# [How to complete this task]
A verbatim reproduction of the lines below, from the line containing "For the site audit, find each instance of the pool" through the line containing "For the site audit, find each instance of the cypress", both ends included, is the whole required output.
═══ Records supplied
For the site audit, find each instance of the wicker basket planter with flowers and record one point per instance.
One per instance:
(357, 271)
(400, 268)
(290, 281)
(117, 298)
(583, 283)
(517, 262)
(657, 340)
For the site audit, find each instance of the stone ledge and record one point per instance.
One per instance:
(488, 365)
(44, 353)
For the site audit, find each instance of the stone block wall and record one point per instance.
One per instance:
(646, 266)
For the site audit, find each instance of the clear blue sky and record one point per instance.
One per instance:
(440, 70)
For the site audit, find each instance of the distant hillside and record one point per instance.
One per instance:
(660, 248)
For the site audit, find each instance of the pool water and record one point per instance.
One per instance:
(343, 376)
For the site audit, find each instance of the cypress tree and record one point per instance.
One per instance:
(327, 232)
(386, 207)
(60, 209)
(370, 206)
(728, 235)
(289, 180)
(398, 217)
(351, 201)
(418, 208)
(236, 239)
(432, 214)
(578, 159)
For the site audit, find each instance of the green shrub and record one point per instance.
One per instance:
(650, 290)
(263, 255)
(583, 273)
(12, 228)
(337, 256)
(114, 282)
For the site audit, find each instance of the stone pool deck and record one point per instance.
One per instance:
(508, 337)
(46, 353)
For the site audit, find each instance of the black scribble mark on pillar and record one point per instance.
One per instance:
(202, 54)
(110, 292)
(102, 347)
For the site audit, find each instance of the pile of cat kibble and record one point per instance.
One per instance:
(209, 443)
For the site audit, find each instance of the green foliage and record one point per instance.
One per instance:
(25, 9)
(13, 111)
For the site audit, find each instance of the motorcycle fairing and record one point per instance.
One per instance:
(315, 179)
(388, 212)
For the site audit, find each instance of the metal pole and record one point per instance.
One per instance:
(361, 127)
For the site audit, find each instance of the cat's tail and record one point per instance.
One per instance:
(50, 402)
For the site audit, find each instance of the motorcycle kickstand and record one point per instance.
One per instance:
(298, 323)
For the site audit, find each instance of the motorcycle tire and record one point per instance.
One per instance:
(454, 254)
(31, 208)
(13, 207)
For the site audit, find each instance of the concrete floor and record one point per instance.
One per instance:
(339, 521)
══════
# [Output]
For the site audit, find each instance of the pool water and record one point per instance.
One per instance:
(343, 376)
For the site audit, find each instance of the cypress tree and record one point per instance.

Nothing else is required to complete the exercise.